• Task goal: Reproduce every one of the records below verbatim, preserving each line without alteration.

Excerpts of pointing data:
________________________________________

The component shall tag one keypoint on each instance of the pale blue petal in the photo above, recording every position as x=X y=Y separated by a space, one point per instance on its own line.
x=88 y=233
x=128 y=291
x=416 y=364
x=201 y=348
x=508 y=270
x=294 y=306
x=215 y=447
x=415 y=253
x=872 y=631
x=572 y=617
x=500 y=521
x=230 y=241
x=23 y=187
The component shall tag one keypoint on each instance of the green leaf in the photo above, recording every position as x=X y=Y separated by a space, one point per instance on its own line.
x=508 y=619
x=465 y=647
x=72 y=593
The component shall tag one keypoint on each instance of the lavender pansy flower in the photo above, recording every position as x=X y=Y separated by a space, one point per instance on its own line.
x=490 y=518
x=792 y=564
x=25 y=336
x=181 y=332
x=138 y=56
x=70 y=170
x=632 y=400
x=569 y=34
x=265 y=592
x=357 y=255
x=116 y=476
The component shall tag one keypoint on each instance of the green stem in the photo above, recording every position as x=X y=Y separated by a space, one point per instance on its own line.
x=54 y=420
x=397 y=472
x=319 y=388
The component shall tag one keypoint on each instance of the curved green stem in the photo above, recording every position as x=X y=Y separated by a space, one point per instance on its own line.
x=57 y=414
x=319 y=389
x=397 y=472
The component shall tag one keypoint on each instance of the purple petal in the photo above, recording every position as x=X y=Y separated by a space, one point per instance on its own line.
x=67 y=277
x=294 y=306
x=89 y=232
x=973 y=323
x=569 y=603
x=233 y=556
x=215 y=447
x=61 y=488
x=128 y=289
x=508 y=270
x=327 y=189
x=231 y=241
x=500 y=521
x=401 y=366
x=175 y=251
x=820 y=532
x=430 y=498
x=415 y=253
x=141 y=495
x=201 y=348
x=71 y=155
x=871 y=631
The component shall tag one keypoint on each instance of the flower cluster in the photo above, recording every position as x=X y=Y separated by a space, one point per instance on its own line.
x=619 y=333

________________________________________

• The solution:
The component shall tag one keypoint on each instance of the pale blue petal in the photo above, recording every position as x=X y=Y separated by a space, one point per instance on its own line.
x=88 y=233
x=128 y=291
x=416 y=364
x=201 y=348
x=508 y=270
x=294 y=306
x=215 y=447
x=415 y=253
x=872 y=631
x=572 y=617
x=500 y=521
x=230 y=241
x=23 y=187
The component shall tag one keypoint on each instance of the green leaf in the photo above, recording every position as x=X y=Y separated by a space, one point per instance on its own line.
x=508 y=619
x=465 y=647
x=72 y=593
The component shall tag one keypoint on each instance of the lavender pansy flower in the photo above, recording every position as x=X y=Y separated by a space, one point per instance on its own line.
x=490 y=518
x=792 y=564
x=25 y=336
x=181 y=332
x=138 y=56
x=70 y=170
x=632 y=400
x=569 y=34
x=265 y=592
x=357 y=255
x=116 y=476
The component shall tag one keypoint on each instance of the green stem in the photo above, recording every position as x=X y=Y separated by a space, one point per instance on its own line.
x=54 y=420
x=397 y=472
x=319 y=388
The component shall tag one keypoint on each instance of the curved green stem in the photo above, recording every position as x=X y=Y separated by a space, one point per instance on its own line.
x=57 y=414
x=319 y=389
x=397 y=472
The component shall tag one keypoint on each instance of the purple petal in the photo above, recording every position as x=X y=Y separated by a space, one point per instance on its own line.
x=67 y=277
x=294 y=306
x=89 y=232
x=973 y=323
x=569 y=603
x=233 y=556
x=215 y=447
x=61 y=488
x=128 y=289
x=508 y=270
x=327 y=189
x=231 y=241
x=500 y=521
x=401 y=366
x=175 y=251
x=820 y=532
x=430 y=498
x=415 y=253
x=141 y=495
x=201 y=348
x=71 y=155
x=871 y=631
The component shall tag one keypoint on each instance of the flower cluster in the photo above, recording every position as x=X y=Y separated by a space, one point per instance on its own line.
x=619 y=333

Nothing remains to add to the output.